= Data for this task =

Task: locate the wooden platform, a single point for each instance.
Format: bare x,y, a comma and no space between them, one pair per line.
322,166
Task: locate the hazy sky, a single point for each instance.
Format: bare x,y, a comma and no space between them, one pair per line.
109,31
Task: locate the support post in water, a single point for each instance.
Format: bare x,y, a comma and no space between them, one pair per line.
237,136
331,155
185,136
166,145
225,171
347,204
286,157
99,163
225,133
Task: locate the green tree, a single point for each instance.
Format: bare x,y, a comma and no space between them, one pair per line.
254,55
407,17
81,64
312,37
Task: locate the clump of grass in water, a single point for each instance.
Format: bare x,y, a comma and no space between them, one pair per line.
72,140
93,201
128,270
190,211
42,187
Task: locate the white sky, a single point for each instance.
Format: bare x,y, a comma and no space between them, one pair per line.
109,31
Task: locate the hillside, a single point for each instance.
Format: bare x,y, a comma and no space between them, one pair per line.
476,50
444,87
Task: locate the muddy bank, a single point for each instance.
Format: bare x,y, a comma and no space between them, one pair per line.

= Instructions for the task =
Scan the data above, find each line with "instance", and copy it.

= Task response =
Task: locate the wooden platform, a single point for each instance.
Task: locate the hazy sky, a single point for each instance.
Task: locate the support post in water, a single point for each instance.
Task: locate the green tree, a single point for each instance.
Task: locate the clump of grass in water, a single point for each instance.
Task: locate the white sky, a single point for each instance.
Task: locate the hillside, a single point for each instance.
Task: locate the muddy bank, a single point for each instance.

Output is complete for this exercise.